> _WORK INSTRUCTION_
In the entries below, the line with "In this picture, where can the mulch" marks the start. Return it and every following line exactly, ending with the last.

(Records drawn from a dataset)

== Segment start ==

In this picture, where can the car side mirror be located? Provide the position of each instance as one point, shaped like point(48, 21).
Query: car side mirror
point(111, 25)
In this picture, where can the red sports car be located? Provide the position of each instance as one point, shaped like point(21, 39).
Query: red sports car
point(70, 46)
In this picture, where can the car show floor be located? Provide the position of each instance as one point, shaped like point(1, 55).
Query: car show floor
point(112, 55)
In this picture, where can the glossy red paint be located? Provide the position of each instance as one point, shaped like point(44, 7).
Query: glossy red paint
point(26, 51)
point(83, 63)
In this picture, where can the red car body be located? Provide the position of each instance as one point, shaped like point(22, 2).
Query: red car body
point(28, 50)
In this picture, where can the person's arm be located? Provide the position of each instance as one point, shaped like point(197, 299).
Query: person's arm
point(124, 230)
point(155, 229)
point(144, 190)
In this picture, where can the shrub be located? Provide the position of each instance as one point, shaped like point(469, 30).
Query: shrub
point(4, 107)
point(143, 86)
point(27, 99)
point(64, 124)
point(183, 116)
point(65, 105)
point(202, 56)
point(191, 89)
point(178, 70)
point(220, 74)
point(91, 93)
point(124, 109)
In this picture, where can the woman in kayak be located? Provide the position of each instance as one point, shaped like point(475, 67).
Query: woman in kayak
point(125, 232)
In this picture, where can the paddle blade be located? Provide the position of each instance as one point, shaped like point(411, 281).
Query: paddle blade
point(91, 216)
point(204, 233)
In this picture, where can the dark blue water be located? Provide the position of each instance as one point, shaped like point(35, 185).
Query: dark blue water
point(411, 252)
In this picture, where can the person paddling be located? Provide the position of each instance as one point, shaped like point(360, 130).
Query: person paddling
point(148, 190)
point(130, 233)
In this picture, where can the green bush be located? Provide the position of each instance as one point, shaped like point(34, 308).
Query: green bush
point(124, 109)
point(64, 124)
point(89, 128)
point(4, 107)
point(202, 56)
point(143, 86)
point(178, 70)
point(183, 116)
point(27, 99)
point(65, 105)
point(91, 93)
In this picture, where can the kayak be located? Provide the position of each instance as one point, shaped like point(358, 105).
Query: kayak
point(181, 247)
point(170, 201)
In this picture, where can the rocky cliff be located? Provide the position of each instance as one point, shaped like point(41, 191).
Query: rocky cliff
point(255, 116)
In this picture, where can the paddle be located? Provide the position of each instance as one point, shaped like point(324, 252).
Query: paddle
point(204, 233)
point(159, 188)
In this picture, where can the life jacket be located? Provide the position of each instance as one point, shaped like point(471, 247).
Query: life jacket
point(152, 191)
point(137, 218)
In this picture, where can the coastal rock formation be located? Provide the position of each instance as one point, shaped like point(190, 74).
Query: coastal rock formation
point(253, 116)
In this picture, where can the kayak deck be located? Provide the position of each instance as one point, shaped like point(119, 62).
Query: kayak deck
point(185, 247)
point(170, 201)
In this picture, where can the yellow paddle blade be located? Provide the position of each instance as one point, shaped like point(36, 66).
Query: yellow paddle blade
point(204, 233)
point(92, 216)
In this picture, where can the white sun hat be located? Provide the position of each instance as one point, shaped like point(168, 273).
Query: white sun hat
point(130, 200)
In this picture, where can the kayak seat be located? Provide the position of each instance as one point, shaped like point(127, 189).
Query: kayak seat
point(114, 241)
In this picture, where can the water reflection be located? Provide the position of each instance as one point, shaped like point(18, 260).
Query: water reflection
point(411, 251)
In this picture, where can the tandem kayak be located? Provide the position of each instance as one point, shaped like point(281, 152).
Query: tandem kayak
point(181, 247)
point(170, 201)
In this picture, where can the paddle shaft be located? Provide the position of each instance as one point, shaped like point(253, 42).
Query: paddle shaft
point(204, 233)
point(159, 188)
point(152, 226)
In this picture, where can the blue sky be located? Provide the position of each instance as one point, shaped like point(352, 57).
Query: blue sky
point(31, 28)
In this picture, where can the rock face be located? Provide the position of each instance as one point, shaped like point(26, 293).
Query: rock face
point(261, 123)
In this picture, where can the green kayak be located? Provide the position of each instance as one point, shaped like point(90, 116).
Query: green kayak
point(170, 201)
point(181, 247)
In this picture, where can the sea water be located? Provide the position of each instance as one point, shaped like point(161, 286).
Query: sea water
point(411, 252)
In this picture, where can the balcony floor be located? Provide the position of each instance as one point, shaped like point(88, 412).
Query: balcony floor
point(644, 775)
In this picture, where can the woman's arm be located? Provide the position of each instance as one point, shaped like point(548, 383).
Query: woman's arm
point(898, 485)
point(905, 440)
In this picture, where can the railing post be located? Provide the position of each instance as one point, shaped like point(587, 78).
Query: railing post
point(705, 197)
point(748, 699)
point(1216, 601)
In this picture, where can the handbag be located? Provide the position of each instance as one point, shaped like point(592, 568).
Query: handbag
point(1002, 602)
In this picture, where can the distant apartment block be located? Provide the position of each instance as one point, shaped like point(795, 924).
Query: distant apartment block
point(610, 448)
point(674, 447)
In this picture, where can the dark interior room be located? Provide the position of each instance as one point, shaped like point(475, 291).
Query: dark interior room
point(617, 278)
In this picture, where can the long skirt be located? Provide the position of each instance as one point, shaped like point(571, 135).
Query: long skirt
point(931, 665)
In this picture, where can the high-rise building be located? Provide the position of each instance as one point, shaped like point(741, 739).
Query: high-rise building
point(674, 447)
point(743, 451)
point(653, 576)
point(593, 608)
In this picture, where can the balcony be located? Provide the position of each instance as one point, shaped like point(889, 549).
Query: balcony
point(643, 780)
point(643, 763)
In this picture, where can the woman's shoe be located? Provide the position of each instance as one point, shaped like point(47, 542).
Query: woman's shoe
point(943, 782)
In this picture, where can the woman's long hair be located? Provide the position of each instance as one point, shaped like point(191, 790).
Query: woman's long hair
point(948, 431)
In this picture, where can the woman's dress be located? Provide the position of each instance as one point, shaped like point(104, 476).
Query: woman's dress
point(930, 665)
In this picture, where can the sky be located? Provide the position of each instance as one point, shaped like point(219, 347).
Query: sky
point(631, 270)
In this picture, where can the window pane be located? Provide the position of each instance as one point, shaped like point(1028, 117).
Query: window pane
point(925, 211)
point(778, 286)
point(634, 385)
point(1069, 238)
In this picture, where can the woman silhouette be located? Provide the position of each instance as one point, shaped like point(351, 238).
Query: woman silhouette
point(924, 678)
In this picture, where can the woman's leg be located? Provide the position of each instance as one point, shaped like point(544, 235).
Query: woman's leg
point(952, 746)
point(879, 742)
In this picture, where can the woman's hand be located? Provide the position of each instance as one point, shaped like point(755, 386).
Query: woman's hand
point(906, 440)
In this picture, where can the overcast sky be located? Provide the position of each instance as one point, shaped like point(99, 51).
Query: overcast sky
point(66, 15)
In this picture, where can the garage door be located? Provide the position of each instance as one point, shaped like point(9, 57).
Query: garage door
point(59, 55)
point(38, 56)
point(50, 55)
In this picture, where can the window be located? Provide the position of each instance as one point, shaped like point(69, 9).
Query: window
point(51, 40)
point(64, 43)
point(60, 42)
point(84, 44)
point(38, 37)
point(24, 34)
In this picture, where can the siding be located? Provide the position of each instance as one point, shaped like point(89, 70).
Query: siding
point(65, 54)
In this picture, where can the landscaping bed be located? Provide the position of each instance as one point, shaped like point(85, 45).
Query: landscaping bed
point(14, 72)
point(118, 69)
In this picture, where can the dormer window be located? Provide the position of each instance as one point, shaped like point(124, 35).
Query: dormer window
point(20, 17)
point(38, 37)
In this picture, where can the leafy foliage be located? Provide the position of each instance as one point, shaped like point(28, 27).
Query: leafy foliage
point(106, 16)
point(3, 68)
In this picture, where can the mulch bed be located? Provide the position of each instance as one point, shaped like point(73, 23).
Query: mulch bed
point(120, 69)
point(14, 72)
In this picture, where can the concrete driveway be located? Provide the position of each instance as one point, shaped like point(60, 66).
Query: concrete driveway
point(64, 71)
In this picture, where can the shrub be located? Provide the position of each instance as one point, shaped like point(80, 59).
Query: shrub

== Segment end ==

> _FINISHED TASK_
In this picture, where can the mulch bed be located? Provide the position of each instance as one point, shaped like point(73, 23).
Query: mulch bed
point(120, 69)
point(14, 72)
In this picture, where can the concrete driveway be located? Provide the position of each instance as one point, shaped like point(60, 66).
Query: concrete driveway
point(64, 71)
In this picture, where can the shrub be located? Provide the position of each instance as one point, shaped like point(80, 59).
Query: shrub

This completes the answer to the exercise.